◆ **Instructions to follow**
Repeat every line exactly, keeping the pictures out of the copy.

BEGIN

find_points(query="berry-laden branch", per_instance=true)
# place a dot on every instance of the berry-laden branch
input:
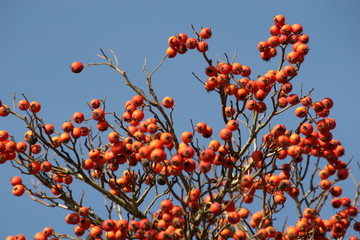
(242, 183)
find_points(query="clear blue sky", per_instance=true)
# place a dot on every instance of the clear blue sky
(39, 39)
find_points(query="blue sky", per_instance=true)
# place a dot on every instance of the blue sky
(39, 39)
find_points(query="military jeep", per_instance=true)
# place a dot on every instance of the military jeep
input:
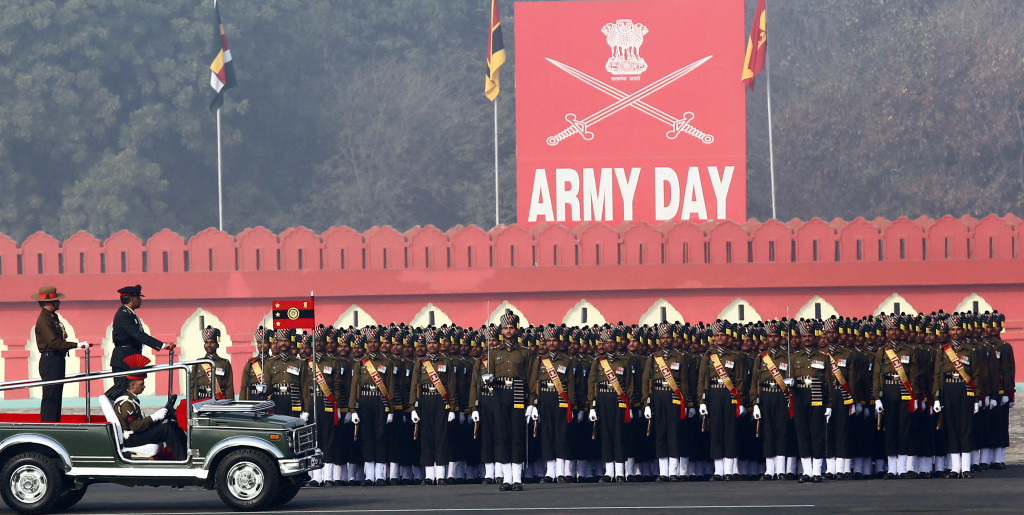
(253, 459)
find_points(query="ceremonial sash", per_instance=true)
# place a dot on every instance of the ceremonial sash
(724, 377)
(613, 381)
(258, 370)
(667, 374)
(322, 383)
(842, 381)
(894, 359)
(960, 367)
(213, 382)
(777, 376)
(436, 380)
(372, 370)
(553, 375)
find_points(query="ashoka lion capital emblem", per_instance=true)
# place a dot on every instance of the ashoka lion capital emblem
(625, 38)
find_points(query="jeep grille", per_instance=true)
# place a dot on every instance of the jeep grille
(302, 439)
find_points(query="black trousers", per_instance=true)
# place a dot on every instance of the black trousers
(722, 424)
(507, 425)
(51, 367)
(433, 430)
(775, 422)
(957, 417)
(552, 427)
(373, 419)
(612, 430)
(165, 432)
(810, 425)
(667, 424)
(896, 421)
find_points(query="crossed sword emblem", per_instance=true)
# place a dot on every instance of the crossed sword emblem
(679, 125)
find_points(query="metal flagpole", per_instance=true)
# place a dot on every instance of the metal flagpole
(220, 189)
(497, 222)
(771, 147)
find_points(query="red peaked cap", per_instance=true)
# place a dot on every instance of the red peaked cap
(136, 361)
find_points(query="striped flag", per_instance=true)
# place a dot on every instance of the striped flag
(757, 45)
(496, 53)
(222, 69)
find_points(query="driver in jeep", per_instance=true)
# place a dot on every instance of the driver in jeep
(140, 429)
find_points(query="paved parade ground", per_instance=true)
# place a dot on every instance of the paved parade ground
(989, 491)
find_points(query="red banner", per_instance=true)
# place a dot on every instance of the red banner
(630, 111)
(293, 313)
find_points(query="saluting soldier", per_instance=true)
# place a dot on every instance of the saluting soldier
(434, 399)
(215, 382)
(253, 379)
(370, 401)
(53, 346)
(285, 375)
(322, 379)
(665, 394)
(551, 394)
(722, 392)
(128, 336)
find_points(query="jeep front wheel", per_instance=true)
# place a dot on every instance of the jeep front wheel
(31, 483)
(248, 480)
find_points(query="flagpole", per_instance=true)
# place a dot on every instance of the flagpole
(771, 146)
(220, 190)
(497, 222)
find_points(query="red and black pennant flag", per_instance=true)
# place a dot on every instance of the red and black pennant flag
(222, 77)
(757, 45)
(293, 314)
(496, 53)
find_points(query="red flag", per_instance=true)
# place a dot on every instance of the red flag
(757, 45)
(496, 53)
(293, 313)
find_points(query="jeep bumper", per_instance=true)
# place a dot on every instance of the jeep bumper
(300, 465)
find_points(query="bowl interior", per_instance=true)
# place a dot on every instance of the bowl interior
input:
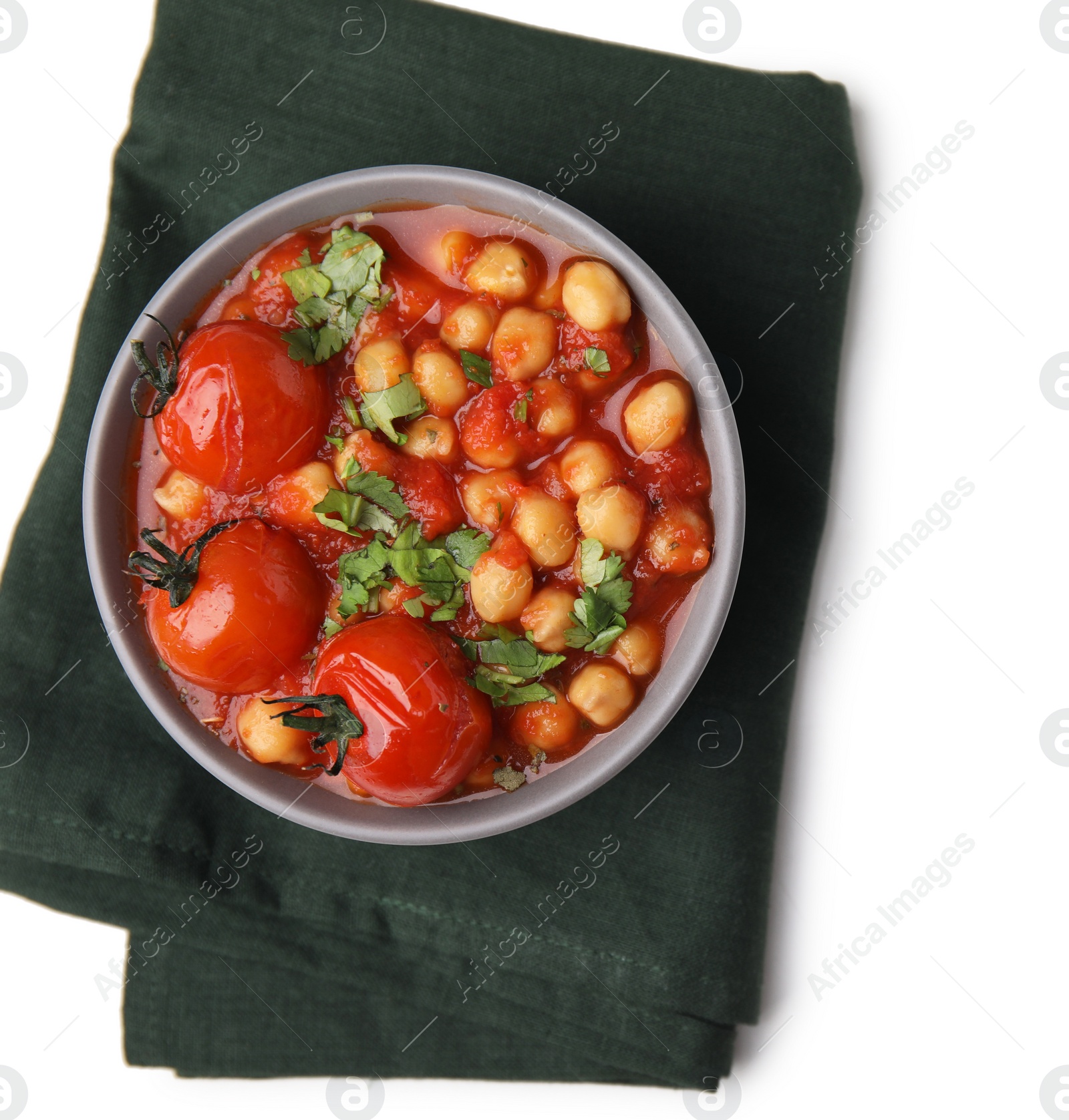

END

◆ **Written response**
find_points(query="berry-laden branch", per_instance=true)
# place a dot on every instance of the berry-laden branch
input:
(242, 183)
find_points(query="clear blue sky", per_instance=true)
# place a dot on every instance of the clear blue sky
(39, 39)
find_points(query="blue sky", per_instance=true)
# place a dot on every instance of the blue sky
(39, 39)
find_points(query="military jeep", per_instance=true)
# place a dot on every instance of the military jeep
input:
(253, 459)
find_points(query="ceremonial sash", per_instance=true)
# place a dot on every instance of the ceremonial sash
(724, 377)
(613, 381)
(258, 370)
(667, 374)
(322, 383)
(842, 381)
(894, 359)
(960, 367)
(213, 382)
(777, 376)
(436, 380)
(372, 370)
(553, 375)
find_points(query="ashoka lion capital emblem", per_instance=true)
# place a dot on every instance of the ashoka lion capital emblem
(625, 38)
find_points(query="jeep grille", per_instance=true)
# place a dot on every instance of the jeep grille
(302, 439)
find_points(query="black trousers", per_instance=true)
# place a dot on every instance of the black trousers
(722, 424)
(507, 425)
(51, 367)
(433, 430)
(775, 422)
(957, 417)
(552, 427)
(373, 419)
(612, 430)
(165, 432)
(810, 425)
(667, 424)
(896, 421)
find_points(query="crossed sword emblem", per_instance=true)
# place a dot on every instance of the crossed sword emblem
(679, 125)
find_points(query="metal flagpole", per_instance=true)
# place a dot on every instance of the metal flagpole
(220, 189)
(497, 222)
(771, 147)
find_points(query="red peaked cap", per_instance=true)
# place a dot on every instance of the red peaked cap
(136, 361)
find_points(query="striped flag", per_instance=true)
# place a dot on every instance of the striped flag
(757, 45)
(496, 53)
(222, 69)
find_points(query="driver in jeep", per_instance=true)
# place a dot on every instance of the driver in jeep
(140, 429)
find_points(query="paved parade ground", per_instance=true)
# place a dot on every instance of the paved parade ground
(989, 491)
find_points(query="red banner", per_instance=true)
# place a dot on every instance of the red banner
(630, 111)
(293, 313)
find_points(query="saluting soldier", per_instance=true)
# place a dot on every instance of the saluting soldier
(434, 399)
(215, 382)
(253, 379)
(370, 401)
(53, 346)
(285, 375)
(322, 379)
(665, 394)
(551, 394)
(722, 392)
(128, 336)
find_points(query="jeep front wheel", per_instance=true)
# place a dot on every instance of the jeep front wheel
(31, 483)
(248, 480)
find_points(query="flagpole", per_instance=true)
# place a dot on every instance of the flagpole
(771, 146)
(220, 190)
(497, 222)
find_points(query="red and black pennant flag", per_instance=true)
# place a dot on every instance of the red and black pennant flag
(222, 77)
(757, 45)
(293, 314)
(496, 53)
find_points(query="red flag", per_instance=true)
# place a dot on every instance of the red flag
(757, 45)
(496, 53)
(293, 313)
find_points(query="jeep bumper", per_instance=true)
# place a dot on every instance of the jeep bumper
(300, 465)
find_points(query="bowl interior", per_instance=true)
# place a dot on every instance of the bowl interior
input:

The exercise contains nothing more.